>> begin

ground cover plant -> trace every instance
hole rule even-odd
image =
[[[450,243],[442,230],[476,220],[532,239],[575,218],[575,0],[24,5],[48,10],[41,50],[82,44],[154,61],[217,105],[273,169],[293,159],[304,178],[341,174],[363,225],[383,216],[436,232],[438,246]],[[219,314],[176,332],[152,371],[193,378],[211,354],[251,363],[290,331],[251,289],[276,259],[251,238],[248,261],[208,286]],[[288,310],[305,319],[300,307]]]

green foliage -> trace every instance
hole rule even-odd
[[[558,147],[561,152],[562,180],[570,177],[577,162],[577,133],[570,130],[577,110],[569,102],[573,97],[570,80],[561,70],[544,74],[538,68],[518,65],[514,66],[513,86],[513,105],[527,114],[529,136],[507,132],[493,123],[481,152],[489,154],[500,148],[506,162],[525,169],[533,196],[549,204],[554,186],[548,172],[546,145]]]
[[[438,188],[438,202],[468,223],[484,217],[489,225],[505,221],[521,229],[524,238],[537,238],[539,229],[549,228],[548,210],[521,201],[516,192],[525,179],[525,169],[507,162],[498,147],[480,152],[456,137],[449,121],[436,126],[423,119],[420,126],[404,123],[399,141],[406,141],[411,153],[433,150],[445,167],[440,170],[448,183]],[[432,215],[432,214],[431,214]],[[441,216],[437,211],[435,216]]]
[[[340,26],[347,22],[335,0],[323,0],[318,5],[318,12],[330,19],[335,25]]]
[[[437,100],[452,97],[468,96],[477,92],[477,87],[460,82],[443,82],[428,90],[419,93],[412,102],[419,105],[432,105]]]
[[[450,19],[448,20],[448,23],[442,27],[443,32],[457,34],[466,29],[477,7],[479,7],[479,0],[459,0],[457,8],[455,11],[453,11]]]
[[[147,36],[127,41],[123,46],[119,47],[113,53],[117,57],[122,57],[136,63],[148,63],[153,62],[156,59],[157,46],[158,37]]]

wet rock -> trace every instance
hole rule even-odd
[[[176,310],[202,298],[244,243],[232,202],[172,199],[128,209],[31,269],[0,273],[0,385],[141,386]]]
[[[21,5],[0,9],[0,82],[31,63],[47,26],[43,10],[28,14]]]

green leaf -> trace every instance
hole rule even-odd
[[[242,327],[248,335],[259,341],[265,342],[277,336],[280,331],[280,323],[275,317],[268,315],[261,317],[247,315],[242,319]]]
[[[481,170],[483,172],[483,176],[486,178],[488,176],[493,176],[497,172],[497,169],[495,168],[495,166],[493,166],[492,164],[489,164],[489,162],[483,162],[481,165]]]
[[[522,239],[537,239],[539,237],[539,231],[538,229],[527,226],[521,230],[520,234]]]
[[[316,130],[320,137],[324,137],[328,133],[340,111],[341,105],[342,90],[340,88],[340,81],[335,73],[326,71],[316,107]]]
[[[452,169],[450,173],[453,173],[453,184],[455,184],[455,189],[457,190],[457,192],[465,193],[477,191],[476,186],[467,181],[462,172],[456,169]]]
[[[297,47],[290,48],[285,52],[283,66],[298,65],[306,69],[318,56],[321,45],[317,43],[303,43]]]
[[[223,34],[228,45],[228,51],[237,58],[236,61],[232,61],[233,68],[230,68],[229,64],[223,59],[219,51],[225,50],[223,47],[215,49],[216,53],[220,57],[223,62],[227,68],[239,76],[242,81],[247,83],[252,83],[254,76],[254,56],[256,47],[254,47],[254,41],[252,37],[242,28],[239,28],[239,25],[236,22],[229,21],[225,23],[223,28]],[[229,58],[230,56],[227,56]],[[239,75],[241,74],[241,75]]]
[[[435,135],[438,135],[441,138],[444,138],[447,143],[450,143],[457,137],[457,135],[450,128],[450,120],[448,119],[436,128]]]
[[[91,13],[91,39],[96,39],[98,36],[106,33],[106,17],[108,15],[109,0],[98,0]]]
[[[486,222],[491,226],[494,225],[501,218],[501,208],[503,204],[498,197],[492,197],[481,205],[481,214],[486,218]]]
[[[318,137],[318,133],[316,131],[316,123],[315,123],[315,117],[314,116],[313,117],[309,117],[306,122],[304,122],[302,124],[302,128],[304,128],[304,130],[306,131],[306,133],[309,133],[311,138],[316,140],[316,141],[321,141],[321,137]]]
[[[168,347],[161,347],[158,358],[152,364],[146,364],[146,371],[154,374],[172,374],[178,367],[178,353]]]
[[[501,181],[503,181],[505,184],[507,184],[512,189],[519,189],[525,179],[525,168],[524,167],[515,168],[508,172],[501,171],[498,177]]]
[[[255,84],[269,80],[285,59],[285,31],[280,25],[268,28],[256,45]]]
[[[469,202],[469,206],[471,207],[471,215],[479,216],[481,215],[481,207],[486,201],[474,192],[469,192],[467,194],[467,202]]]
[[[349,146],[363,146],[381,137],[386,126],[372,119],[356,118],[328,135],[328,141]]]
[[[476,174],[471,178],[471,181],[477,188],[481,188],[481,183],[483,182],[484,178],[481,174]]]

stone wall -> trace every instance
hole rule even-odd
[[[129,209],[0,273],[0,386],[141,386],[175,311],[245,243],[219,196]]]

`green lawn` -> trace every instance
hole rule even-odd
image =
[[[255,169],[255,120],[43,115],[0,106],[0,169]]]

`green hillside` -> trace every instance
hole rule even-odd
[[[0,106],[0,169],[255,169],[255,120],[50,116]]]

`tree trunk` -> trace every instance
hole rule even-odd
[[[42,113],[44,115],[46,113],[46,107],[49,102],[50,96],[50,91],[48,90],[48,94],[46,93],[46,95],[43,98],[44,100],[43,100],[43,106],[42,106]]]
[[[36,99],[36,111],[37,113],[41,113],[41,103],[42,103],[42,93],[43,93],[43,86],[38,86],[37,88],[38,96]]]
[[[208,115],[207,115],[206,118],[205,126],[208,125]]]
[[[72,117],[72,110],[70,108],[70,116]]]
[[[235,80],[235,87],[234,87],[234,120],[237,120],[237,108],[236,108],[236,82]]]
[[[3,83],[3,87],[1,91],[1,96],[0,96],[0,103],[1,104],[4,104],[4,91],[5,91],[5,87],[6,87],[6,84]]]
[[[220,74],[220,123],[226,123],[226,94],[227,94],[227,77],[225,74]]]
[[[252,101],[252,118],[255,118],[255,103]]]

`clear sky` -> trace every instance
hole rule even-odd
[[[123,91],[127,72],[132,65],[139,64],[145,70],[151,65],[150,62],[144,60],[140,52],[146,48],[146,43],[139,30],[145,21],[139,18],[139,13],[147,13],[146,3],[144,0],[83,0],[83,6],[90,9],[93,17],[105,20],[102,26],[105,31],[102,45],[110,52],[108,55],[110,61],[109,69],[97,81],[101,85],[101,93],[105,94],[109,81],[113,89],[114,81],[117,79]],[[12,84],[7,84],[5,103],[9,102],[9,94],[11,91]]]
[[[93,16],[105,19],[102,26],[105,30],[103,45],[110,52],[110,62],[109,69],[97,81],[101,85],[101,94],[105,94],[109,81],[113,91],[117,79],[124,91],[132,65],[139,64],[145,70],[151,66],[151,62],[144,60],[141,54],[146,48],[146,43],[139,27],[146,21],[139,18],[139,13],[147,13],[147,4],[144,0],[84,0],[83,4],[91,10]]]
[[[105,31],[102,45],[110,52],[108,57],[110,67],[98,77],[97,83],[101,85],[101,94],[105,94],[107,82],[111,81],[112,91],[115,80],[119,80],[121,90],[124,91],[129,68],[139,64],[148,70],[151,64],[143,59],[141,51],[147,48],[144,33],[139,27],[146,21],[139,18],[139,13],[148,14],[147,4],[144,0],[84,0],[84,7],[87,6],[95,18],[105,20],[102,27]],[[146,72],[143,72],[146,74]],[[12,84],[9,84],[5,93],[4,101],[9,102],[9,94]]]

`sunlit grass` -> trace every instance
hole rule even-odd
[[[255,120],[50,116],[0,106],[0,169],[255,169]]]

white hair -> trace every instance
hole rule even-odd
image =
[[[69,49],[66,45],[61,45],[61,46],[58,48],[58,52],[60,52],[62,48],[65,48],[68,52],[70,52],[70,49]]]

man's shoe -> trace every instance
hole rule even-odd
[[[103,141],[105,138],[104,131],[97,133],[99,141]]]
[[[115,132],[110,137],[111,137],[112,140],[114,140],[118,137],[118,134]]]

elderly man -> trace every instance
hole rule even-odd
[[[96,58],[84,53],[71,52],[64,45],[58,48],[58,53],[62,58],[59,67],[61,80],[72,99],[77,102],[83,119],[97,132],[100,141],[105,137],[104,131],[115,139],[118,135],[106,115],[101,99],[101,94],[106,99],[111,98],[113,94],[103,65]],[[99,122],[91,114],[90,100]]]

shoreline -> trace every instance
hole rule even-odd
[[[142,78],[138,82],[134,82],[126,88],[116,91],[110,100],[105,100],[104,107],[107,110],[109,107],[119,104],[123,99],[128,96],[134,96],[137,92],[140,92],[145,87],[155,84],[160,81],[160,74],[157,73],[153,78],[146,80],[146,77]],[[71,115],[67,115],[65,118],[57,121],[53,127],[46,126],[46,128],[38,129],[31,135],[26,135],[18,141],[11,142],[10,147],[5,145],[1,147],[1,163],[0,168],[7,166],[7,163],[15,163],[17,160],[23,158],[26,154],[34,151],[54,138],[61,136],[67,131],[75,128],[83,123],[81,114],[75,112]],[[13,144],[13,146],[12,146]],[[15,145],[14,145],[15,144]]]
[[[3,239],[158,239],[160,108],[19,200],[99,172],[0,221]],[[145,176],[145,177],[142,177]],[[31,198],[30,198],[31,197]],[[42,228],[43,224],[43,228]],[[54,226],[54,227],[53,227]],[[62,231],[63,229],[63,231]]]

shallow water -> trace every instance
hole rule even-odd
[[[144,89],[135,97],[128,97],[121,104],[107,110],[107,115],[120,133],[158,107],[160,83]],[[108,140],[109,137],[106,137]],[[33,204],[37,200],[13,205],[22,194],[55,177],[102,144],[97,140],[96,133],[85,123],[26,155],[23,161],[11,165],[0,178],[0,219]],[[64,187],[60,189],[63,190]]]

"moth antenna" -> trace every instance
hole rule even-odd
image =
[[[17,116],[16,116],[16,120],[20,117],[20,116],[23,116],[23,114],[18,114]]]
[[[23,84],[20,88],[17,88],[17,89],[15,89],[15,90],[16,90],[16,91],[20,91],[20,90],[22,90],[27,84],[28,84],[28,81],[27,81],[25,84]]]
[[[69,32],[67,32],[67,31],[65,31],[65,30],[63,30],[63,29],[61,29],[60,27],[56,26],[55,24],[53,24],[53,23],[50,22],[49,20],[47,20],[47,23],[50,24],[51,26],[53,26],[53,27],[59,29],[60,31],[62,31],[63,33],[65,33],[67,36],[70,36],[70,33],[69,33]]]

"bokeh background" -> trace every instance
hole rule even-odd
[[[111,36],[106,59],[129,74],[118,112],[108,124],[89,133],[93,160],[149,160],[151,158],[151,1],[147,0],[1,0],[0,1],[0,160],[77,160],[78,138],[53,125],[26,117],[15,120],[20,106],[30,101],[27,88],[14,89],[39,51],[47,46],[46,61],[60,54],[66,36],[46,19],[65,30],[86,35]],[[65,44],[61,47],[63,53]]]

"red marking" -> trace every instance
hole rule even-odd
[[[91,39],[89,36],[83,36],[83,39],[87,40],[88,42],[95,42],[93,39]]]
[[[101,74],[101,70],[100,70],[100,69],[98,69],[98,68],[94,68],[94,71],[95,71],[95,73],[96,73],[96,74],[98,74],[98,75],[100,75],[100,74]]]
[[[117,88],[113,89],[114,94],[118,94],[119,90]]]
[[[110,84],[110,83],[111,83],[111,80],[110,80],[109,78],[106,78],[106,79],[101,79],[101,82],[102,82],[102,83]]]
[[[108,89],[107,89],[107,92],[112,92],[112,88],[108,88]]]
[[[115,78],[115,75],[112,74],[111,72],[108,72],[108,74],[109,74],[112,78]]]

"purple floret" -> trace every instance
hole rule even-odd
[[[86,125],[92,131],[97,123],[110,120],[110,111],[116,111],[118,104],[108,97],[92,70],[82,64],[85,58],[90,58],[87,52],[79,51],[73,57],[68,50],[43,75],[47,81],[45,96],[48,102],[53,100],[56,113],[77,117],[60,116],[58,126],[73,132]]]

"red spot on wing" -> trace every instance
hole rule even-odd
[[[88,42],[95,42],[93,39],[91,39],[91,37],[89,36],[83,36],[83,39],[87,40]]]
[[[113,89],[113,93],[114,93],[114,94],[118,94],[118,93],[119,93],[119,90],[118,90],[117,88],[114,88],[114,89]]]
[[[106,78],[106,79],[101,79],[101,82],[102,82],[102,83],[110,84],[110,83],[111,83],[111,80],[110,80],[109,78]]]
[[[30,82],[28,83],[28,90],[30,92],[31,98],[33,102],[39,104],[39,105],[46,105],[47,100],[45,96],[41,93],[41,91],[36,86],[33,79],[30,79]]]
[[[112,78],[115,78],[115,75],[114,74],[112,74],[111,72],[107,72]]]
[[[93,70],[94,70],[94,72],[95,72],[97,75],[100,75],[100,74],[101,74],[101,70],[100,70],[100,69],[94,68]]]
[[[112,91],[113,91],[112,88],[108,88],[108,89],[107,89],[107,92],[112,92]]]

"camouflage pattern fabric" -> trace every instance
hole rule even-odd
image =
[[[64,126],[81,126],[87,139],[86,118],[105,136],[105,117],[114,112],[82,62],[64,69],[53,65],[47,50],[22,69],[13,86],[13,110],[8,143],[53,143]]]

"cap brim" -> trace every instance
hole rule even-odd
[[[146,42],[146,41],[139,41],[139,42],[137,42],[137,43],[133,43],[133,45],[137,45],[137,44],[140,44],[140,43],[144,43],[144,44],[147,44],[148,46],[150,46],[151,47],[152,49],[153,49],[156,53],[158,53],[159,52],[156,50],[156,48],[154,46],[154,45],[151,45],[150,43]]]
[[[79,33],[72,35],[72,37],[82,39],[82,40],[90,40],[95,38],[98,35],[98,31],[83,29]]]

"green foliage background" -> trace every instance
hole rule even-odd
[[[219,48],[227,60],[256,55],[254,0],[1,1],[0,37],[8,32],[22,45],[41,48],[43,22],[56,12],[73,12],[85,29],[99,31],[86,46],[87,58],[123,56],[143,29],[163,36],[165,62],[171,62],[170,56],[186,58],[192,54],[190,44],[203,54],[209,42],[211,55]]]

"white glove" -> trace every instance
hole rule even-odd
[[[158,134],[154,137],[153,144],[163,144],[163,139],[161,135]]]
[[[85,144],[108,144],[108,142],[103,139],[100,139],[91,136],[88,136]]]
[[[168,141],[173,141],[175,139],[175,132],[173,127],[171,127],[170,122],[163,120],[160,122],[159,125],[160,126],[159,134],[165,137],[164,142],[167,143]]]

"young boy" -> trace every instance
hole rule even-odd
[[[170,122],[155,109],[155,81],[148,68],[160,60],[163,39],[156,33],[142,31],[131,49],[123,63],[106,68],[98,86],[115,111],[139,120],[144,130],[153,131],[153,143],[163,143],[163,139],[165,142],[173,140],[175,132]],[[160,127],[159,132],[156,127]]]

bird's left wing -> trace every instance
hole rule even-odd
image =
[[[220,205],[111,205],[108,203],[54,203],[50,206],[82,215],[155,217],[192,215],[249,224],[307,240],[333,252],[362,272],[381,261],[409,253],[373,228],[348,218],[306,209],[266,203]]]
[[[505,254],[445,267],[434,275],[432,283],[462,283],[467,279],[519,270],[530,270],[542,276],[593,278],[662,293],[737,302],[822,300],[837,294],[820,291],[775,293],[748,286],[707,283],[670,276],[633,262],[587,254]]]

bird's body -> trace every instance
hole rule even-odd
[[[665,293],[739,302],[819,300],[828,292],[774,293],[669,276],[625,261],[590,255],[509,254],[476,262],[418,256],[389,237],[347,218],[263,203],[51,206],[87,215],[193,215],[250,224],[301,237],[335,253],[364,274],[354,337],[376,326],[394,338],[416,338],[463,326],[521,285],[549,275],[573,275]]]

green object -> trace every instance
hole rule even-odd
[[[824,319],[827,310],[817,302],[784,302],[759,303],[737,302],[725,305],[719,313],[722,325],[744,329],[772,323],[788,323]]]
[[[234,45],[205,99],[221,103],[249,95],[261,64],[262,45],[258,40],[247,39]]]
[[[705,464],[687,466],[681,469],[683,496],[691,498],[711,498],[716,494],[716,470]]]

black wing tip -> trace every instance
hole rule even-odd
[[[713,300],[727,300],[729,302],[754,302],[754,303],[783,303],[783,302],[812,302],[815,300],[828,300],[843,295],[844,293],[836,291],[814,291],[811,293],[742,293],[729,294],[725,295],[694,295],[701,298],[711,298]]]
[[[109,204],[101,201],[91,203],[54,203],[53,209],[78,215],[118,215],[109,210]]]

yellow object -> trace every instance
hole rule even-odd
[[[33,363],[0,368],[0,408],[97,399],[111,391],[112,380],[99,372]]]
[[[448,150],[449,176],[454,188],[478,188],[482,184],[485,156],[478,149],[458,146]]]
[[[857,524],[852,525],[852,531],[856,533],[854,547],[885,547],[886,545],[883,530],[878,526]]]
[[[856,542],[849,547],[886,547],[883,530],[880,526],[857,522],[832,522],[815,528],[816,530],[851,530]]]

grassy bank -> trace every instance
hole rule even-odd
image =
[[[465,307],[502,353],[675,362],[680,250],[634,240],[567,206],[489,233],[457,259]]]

>> end

◆ **Exercise goal**
Output only the lines from the one holding "bird's body -> trace every instance" through the last line above, exactly as they appear.

◆ **Solved exercise**
bird's body -> trace every instance
hole rule even-odd
[[[665,293],[739,302],[819,300],[828,292],[774,293],[669,276],[625,261],[590,255],[509,254],[476,262],[418,256],[389,237],[347,218],[263,203],[51,206],[87,215],[193,215],[250,224],[301,237],[335,253],[364,274],[354,337],[376,326],[394,338],[416,338],[463,326],[521,285],[549,275],[573,275]]]

green object -> trace every instance
hole rule even-odd
[[[824,319],[827,310],[817,302],[784,302],[759,303],[737,302],[725,305],[719,313],[722,325],[744,329],[772,323],[788,323]]]
[[[234,45],[205,99],[221,103],[249,95],[261,64],[262,45],[258,40],[247,39]]]
[[[705,464],[687,466],[681,469],[683,496],[691,498],[711,498],[716,494],[716,470]]]

black wing tip -> trace every instance
hole rule even-odd
[[[713,300],[727,300],[729,302],[754,302],[754,303],[783,303],[783,302],[812,302],[815,300],[828,300],[843,295],[844,293],[836,291],[814,291],[811,293],[742,293],[729,294],[725,295],[694,295],[701,298],[711,298]]]
[[[109,204],[101,201],[91,203],[54,203],[53,209],[78,215],[118,215],[109,210]]]

yellow object -> trace every instance
hole rule even-odd
[[[33,363],[0,368],[0,408],[97,399],[111,391],[112,380],[99,372]]]
[[[448,150],[449,176],[454,188],[478,188],[482,184],[485,156],[478,149],[458,146]]]
[[[857,524],[852,525],[852,531],[856,533],[854,547],[885,547],[886,545],[883,530],[878,526]]]
[[[856,542],[849,547],[886,547],[883,530],[880,526],[857,522],[832,522],[815,528],[816,530],[851,530]]]

grassy bank -> trace every instance
hole rule even-odd
image =
[[[465,307],[502,353],[675,362],[680,250],[634,240],[567,206],[489,233],[457,259]]]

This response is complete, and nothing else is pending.